-- Instruction A --
Restate the passage of the tribute to Floyd Skloot starting with "Blog # 82, A" and going on through "life and work.", switching "panel" to "session" each time it appears.
-- Instruction B --
According to the tribute to Floyd Skloot, in what year was the literary journal Fourth Genre founded?
-- Instruction C --
Continue the tribute to Floyd Skloot from the point where it stops.

-- Excerpt to read --
★ ★ ★

Blog #82 A Tribute to Floyd Skloot by Michael Steinberg

Blog # 82, A Tribute to Floyd Skloot by Michael Steinberg


To my mind, Floyd Skoot is one of this country's finest, most prolific writers of personal essays and memoirs. This blog post is from a recent AWP tribute panel on/about Floyd's life and work.




 When John Domini invited me to be on an AWP tribute panel for Floyd Skloot, I said yes in less than a New York minute. It's a high honor to talk (in this case, write) about Floyd Skloot as a writer. colleague, and friend.


There's no doubt in my mind that Floyd is one of our finest, most accomplished, and prolific personal essayist/memoirist.


The body of his major nonfiction works includes 5 books:


The Night-Side

In The Shadow of Memory

A World of Light

The Wink of the Zenith



Reading and studying Floyd's work had inspired me to keep going during a time, just before the turn of the century, when the personal essay and memoir were pretty much on the fringes of the larger literary conversation.


In addition, Floyd's works back then had educated me about the existence of good literary journals—magazines like The Gettysburg Review, the Missouri Review, Prairie Schooner, and Boulevard, among several others.


Not only did this offer me places to find good literary nonfiction, it has also provided me with venues in which to submit my own work. And in addition, reading these journals influenced me quite a bit when I founded my own literary journal, Fourth Genre back in 1999.


Just as a personal note, several years ago I found out that both of us grew up only miles apart on Long Island in the 1950's, and that our high schools competed in sports against one another. So, we have all that back history in common as well.

★ ★ ★

-- Data segment --
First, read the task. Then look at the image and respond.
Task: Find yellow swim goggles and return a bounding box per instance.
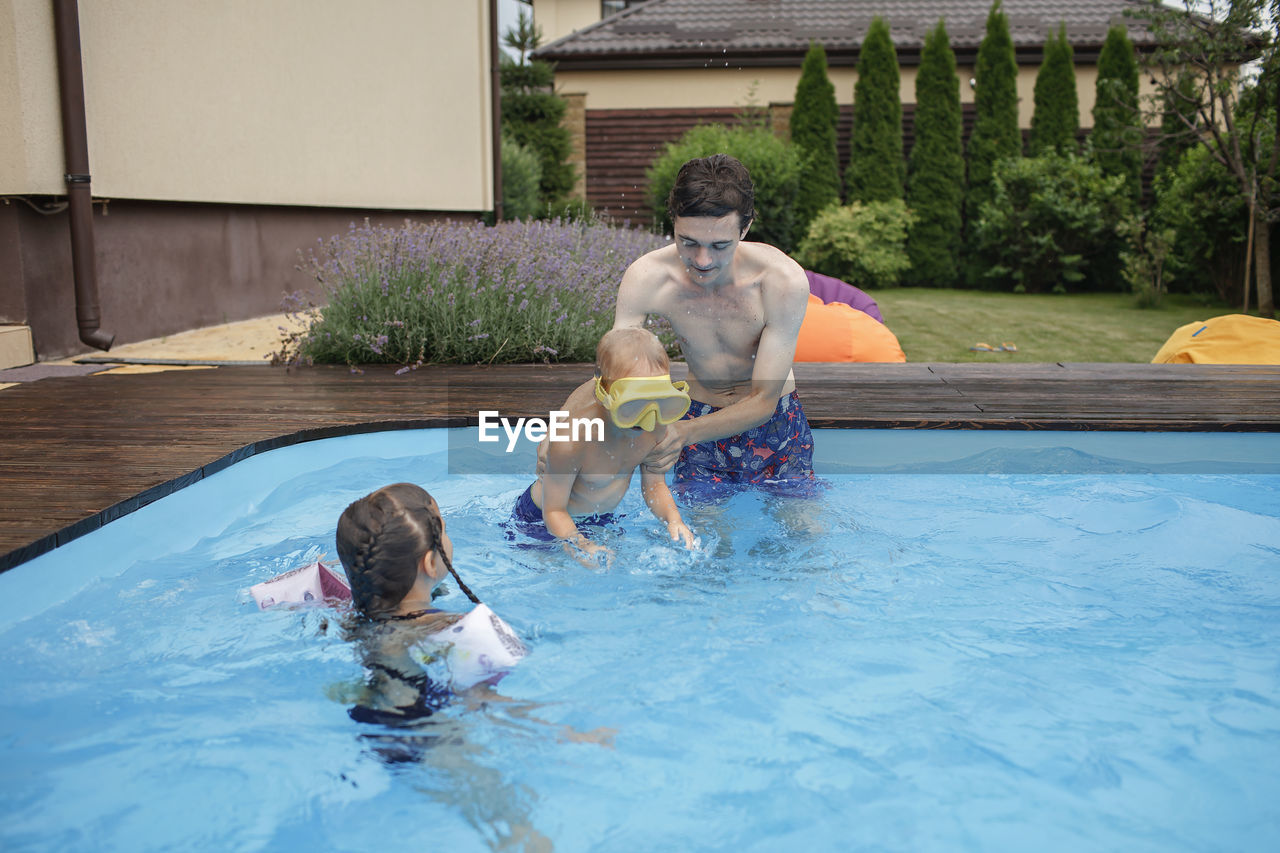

★ ★ ★

-- Task output A --
Blog # 82, A Tribute to Floyd Skloot by Michael Steinberg


To my mind, Floyd Skoot is one of this country's finest, most prolific writers of personal essays and memoirs. This blog post is from a recent AWP tribute session on/about Floyd's life and work.

-- Task output B --
1999

-- Task output C --
After a brief email correspondence, Floyd and I finally met back in 2004, just after the publication of In The Shadow of Memory.  Floyd and his wife Beverly were living at the time in Amity, just outside of Portland—in a unique, round house way up on a hill that Beverly had built in 1993.


We exchanged and signed books for one another; and one of the things he wrote in a follow-up email has stuck with me to this day.


In talking about writing, Floyd said,


The slow, steady accrual of accomplishment by dint

of passion and intelligence and careful management

of what one is given {is} {t}he way most

people have to learn to succeed.      


It's a good example, I think, of the philosophy that's guided his own life and writing. And it is, I think, an appropriate segue to the next part of this essay.




I can't remember the last book that taught me so

much, and so well, about what it means to be human.


     --James Gleick (writing about In The Shadow of Memory)


Skloot turns personal catastrophe into literary reflection.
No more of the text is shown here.